YOUR OBJECTIVE: Every record below is to be reproduced exactly.

[[ RECORD SET open ]]

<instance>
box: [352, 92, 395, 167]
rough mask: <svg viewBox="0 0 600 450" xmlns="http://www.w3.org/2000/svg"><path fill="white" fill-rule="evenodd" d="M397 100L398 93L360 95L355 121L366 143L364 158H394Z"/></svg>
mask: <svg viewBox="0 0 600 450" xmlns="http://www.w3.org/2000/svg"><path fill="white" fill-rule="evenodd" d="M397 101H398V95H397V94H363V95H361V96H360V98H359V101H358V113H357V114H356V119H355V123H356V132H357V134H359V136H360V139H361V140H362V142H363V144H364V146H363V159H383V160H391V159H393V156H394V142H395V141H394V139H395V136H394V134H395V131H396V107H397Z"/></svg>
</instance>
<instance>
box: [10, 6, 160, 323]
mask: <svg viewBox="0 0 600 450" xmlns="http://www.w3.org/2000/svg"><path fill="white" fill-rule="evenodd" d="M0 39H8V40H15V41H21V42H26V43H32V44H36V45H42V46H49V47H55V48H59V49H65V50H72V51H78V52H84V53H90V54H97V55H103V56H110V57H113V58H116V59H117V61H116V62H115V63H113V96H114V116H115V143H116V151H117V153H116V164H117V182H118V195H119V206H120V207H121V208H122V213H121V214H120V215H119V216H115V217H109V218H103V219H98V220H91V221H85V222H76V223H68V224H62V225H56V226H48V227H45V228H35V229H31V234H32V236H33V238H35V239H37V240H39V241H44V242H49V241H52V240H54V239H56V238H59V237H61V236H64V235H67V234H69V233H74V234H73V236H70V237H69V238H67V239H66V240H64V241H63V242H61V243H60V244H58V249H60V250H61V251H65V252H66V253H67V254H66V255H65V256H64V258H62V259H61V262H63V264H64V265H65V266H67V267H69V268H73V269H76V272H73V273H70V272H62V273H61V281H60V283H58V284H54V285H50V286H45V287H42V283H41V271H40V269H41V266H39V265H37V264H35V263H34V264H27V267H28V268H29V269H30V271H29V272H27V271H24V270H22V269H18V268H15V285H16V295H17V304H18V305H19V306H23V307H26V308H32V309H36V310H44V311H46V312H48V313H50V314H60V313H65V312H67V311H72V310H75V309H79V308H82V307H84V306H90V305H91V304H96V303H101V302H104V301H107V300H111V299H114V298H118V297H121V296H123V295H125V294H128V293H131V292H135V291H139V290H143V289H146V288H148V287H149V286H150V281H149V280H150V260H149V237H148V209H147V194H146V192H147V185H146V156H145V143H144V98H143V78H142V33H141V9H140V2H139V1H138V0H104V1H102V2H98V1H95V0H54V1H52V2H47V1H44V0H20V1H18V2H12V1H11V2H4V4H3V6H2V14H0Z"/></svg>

[[ RECORD SET closed ]]

ANSWER BELOW:
<instance>
box: [352, 92, 395, 167]
rough mask: <svg viewBox="0 0 600 450" xmlns="http://www.w3.org/2000/svg"><path fill="white" fill-rule="evenodd" d="M397 100L398 93L360 95L355 121L366 143L364 158H394Z"/></svg>
mask: <svg viewBox="0 0 600 450" xmlns="http://www.w3.org/2000/svg"><path fill="white" fill-rule="evenodd" d="M397 101H398V95H397V94H363V95H361V96H360V98H359V101H358V113H357V114H356V119H355V123H356V132H357V134H359V136H360V139H361V140H362V142H363V144H364V146H363V159H383V160H391V159H393V156H394V142H395V141H394V139H395V136H394V134H395V131H396V107H397Z"/></svg>
</instance>
<instance>
box: [10, 6, 160, 323]
mask: <svg viewBox="0 0 600 450" xmlns="http://www.w3.org/2000/svg"><path fill="white" fill-rule="evenodd" d="M0 39H8V40H15V41H21V42H26V43H32V44H36V45H42V46H49V47H55V48H59V49H65V50H72V51H78V52H84V53H90V54H97V55H103V56H110V57H113V58H116V59H117V61H116V62H115V63H113V96H114V116H115V143H116V151H117V153H116V164H117V182H118V195H119V206H120V207H121V208H122V213H121V214H120V215H119V216H115V217H109V218H103V219H98V220H91V221H85V222H76V223H68V224H62V225H56V226H48V227H45V228H35V229H31V234H32V236H33V238H35V239H37V240H39V241H44V242H49V241H52V240H54V239H56V238H59V237H61V236H64V235H67V234H69V233H74V234H73V236H70V237H69V238H67V239H66V240H64V241H63V242H61V243H60V244H58V249H60V250H61V251H65V252H66V253H67V254H66V255H65V256H64V258H62V259H61V262H63V264H64V265H65V266H67V267H69V268H73V269H76V272H73V273H70V272H62V273H61V281H60V283H58V284H54V285H50V286H45V287H42V283H41V271H40V269H41V266H39V265H37V264H35V263H34V264H27V267H28V268H29V269H30V271H29V272H27V271H24V270H22V269H18V268H15V285H16V295H17V304H18V305H19V306H23V307H26V308H32V309H36V310H44V311H46V312H48V313H50V314H60V313H65V312H67V311H72V310H75V309H79V308H82V307H84V306H90V305H91V304H96V303H101V302H104V301H107V300H111V299H114V298H118V297H121V296H123V295H125V294H128V293H131V292H135V291H139V290H143V289H146V288H148V287H149V286H150V281H149V280H150V260H149V237H148V209H147V194H146V192H147V185H146V156H145V143H144V98H143V78H142V33H141V9H140V2H139V1H138V0H104V1H102V2H98V1H95V0H54V1H52V2H47V1H44V0H20V1H18V2H12V1H11V2H4V4H3V6H2V14H0Z"/></svg>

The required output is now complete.